§ Objective
Please render the items below as a Markdown table with the columns Row and Line, one numbered row per line and no blank lines. Leave the pictures out.

§ Material provided

^^^^^^^^^^^^^^^^

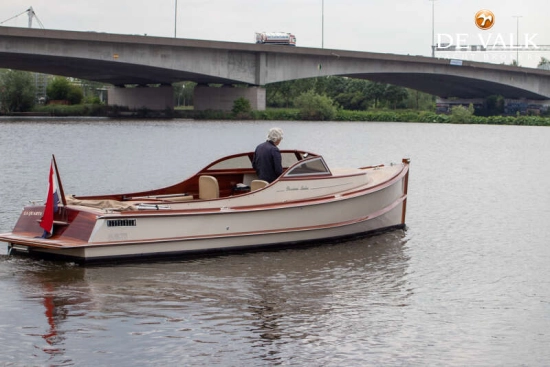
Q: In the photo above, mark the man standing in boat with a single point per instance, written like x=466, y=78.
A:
x=267, y=157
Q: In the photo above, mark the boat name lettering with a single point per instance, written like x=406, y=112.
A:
x=32, y=213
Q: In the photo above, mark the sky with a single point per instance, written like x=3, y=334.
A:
x=386, y=26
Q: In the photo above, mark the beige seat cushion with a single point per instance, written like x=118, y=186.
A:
x=208, y=188
x=258, y=184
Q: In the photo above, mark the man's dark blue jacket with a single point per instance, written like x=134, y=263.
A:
x=267, y=161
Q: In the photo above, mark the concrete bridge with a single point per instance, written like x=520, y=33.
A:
x=123, y=60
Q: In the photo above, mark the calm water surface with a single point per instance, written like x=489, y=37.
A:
x=467, y=283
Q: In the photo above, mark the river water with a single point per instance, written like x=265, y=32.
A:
x=467, y=283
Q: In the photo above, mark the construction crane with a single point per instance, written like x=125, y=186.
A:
x=30, y=12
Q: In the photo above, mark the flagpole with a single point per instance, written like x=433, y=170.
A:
x=61, y=192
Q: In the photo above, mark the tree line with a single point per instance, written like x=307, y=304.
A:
x=18, y=91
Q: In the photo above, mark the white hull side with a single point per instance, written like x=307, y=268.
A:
x=388, y=219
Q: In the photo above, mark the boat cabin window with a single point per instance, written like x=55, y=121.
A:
x=309, y=167
x=236, y=162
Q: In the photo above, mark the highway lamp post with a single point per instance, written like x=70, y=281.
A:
x=517, y=38
x=322, y=23
x=433, y=27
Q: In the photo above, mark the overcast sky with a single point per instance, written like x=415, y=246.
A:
x=390, y=26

^^^^^^^^^^^^^^^^

§ Solution for this task
| Row | Line |
|---|---|
| 1 | Q: In the photo above, mark the man standing in boat with a single point per instance, written like x=466, y=78. |
| 2 | A: |
| 3 | x=267, y=157 |
| 4 | Q: In the photo above, mark the boat name lettering with a single point per instance, written like x=406, y=112. |
| 5 | A: |
| 6 | x=32, y=213 |
| 7 | Q: In the photo above, mark the sky with a single point per instance, written like x=3, y=334. |
| 8 | A: |
| 9 | x=386, y=26 |
| 10 | Q: In the photo above, mark the beige seat cushion with a single point per instance, written like x=118, y=186. |
| 11 | A: |
| 12 | x=208, y=188 |
| 13 | x=258, y=184 |
| 14 | Q: In the photo above, mark the man's dark blue jacket with a single point per instance, written like x=134, y=263. |
| 15 | A: |
| 16 | x=267, y=161 |
| 17 | Q: In the photo above, mark the concrete bridge with a single point per instance, written like x=520, y=33. |
| 18 | A: |
| 19 | x=123, y=60 |
| 20 | Q: In the photo above, mark the calm water surface with a single point per instance, written like x=489, y=37. |
| 21 | A: |
| 22 | x=467, y=283 |
| 23 | Q: In the photo above, mark the river water with a single point per instance, written like x=265, y=32. |
| 24 | A: |
| 25 | x=467, y=283 |
| 26 | Q: In the photo above, mark the construction crane with a single point per instance, written like x=125, y=186. |
| 27 | A: |
| 28 | x=30, y=12 |
| 29 | Q: In the photo above, mark the flagpole with a single point per instance, written like x=433, y=170. |
| 30 | A: |
| 31 | x=61, y=192 |
| 32 | Q: In the photo above, mark the tree line with a single point per instance, written like x=307, y=304. |
| 33 | A: |
| 34 | x=18, y=91 |
| 35 | Q: In the photo above, mark the white hull side with a single point per instance, written like x=307, y=268. |
| 36 | A: |
| 37 | x=388, y=219 |
| 38 | Q: In the photo above, mark the boat cabin window with a single point per instance, written like x=55, y=121. |
| 39 | A: |
| 40 | x=309, y=167 |
| 41 | x=236, y=162 |
| 42 | Q: In the photo above, mark the highway lamp post with a single point per instance, written like x=70, y=281. |
| 43 | A: |
| 44 | x=517, y=38 |
| 45 | x=322, y=23 |
| 46 | x=433, y=27 |
| 47 | Q: In the photo above, mark the overcast sky with a single point per instance, written like x=415, y=246. |
| 48 | A: |
| 49 | x=390, y=26 |